begin Excerpt to read

United States District Court, E.D. Missouri, Eastern Division

August 19, 2016

THOMAS WADE, Plaintiff,
v.
ACCOUNT RESOLUTION CORPORATION, et al., Defendants.

          MEMORANDUM AND ORDER

          JOHN A. ROSS UNITED STATES DISTRICT JUDGE.

         This matter is before the Court on Defendants Dennis J. Barton and the Barton Law Group, LLC’s Motion to Dismiss. (Doc. No. 11) The motion is fully briefed and ready for disposition. For the following reasons, the motion will be denied.

end Excerpt to read
begin Data block

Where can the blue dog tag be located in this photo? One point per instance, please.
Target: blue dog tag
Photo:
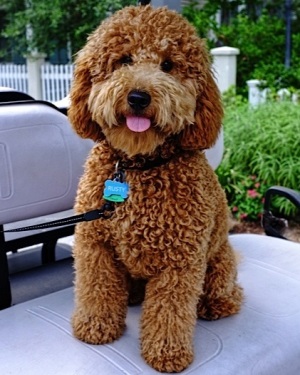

end Data block

§ **Goal 1**: Write out the passage of the memorandum from "United States District Court, E.D." to "will be denied.".
§ **Goal 2**: In the memorandum, how does the Court say it will rule on the motion?
§ **Goal 3**: Summarize the memorandum in two sentences.
The data is not needed for this work.

§ **Expected answer 1**:
United States District Court, E.D. Missouri, Eastern Division

August 19, 2016

THOMAS WADE, Plaintiff,
v.
ACCOUNT RESOLUTION CORPORATION, et al., Defendants.

          MEMORANDUM AND ORDER

          JOHN A. ROSS UNITED STATES DISTRICT JUDGE.

         This matter is before the Court on Defendants Dennis J. Barton and the Barton Law Group, LLC’s Motion to Dismiss. (Doc. No. 11) The motion is fully briefed and ready for disposition. For the following reasons, the motion will be denied.

§ **Expected answer 2**: The motion will be denied.

§ **Expected answer 3**: In Thomas Wade v. Account Resolution Corporation, decided in the Eastern District of Missouri on August 19, 2016, Judge John A. Ross considered a motion to dismiss filed by Defendants Dennis J. Barton and the Barton Law Group, LLC. The Court found the motion fully briefed and ready for disposition and stated that it will be denied.